PROBLEM 1: In the text on the Boeing Model 1, replace "linen-covered" with "canvas-covered" and give that part again. Begin at the words "Floatplane by Boeing" and stop after "in November, respectively.".
PROBLEM 2: Continue the text on the Boeing Model 1 seaplane from the point where it ends.

PROVIDED TEXT:
Floatplane by Boeing

The Boeing Model 1, also known as the B & W Seaplane, is a United States single-engine biplane seaplane aircraft. It was the first Boeing product and carried the initials of its designers, William Boeing and Lt. Conrad Westervelt USN.

==Design==
The first B & W was completed in June 1916 at Boeing's boathouse hangar on Lake Union in Seattle, Washington. It was made of wood, with wire bracing, and was linen-covered. It was similar to the Martin trainer aircraft that Boeing owned, but the B & W had better pontoons and a more powerful engine. The first B & W was named Bluebill, and the second was named Mallard. They first flew on June 15, 1916, and in November, respectively.

DATASET:

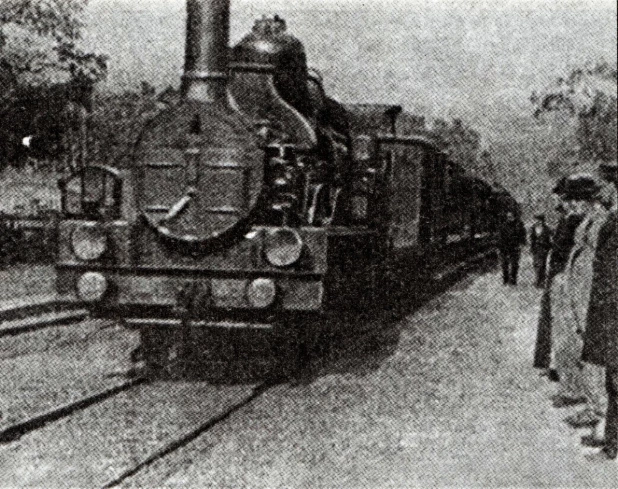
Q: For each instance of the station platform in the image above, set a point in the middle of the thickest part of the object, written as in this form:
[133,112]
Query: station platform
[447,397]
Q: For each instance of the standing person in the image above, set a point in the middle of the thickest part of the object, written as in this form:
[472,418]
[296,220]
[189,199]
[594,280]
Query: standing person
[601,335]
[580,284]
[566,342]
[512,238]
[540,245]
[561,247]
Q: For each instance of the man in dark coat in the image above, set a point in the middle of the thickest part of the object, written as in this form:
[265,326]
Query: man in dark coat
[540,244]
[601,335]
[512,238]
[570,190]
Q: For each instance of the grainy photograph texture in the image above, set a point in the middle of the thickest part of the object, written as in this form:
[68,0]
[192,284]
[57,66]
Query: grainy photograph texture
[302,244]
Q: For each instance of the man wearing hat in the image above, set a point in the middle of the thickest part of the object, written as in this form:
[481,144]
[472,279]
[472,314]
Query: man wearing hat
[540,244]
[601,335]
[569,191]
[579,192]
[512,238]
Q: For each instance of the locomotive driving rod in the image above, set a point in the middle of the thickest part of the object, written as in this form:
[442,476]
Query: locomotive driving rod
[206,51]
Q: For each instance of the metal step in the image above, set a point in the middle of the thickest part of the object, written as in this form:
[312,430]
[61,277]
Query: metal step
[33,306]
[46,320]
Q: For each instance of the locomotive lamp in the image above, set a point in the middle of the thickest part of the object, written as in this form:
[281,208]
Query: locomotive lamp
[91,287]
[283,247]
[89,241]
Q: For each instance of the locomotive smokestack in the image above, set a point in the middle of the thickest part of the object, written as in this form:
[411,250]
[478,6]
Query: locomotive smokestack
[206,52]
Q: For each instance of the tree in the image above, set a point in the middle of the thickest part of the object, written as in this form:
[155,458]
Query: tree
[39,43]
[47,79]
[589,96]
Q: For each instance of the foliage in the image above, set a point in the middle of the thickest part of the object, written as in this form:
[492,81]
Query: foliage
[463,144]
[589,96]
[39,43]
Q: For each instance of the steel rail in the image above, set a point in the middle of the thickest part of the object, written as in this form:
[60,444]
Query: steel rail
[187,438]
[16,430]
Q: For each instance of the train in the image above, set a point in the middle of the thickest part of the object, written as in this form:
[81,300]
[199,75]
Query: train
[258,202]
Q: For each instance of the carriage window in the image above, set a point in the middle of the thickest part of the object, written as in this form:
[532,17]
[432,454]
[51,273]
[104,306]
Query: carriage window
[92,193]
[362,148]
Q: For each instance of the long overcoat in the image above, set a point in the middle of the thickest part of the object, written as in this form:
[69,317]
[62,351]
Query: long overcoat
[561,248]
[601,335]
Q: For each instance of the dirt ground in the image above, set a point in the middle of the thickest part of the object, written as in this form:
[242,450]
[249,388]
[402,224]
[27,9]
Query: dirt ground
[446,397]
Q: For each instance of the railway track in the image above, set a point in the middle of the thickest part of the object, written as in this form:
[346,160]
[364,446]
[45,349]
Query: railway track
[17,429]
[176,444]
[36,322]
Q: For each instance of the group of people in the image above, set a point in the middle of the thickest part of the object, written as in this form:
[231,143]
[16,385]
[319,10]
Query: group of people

WRITTEN REPLY 1:
Floatplane by Boeing

The Boeing Model 1, also known as the B & W Seaplane, is a United States single-engine biplane seaplane aircraft. It was the first Boeing product and carried the initials of its designers, William Boeing and Lt. Conrad Westervelt USN.

==Design==
The first B & W was completed in June 1916 at Boeing's boathouse hangar on Lake Union in Seattle, Washington. It was made of wood, with wire bracing, and was canvas-covered. It was similar to the Martin trainer aircraft that Boeing owned, but the B & W had better pontoons and a more powerful engine. The first B & W was named Bluebill, and the second was named Mallard. They first flew on June 15, 1916, and in November, respectively.

WRITTEN REPLY 2:
==Operational history==
The two B & Ws were offered to the United States Navy. When the Navy did not buy them, they were sold to the New Zealand Flying School and became the company's first international sale. On June 25, 1919, the B & W set a New Zealand altitude record of 6,500 feet. The B & Ws were later used for express and airmail deliveries, making New Zealand's first official airmail flight on December 16, 1919.

To commemorate the 50th anniversary of the company, Boeing built a third B & W Seaplane, designated Model 1A, in 1966. The Model 1A is a modernized replica of the original Model 1 with many structural improvements, including a welded steel tubing fuselage and tail construction. The aircraft also has modernized flight controls and instrumentation and is powered by a derated 170 hp Lycoming GO-435 engine. The Model 1A was originally built as a pure seaplane like the original, though it was later fitted with bolt-on wheels to allow it to operate on land.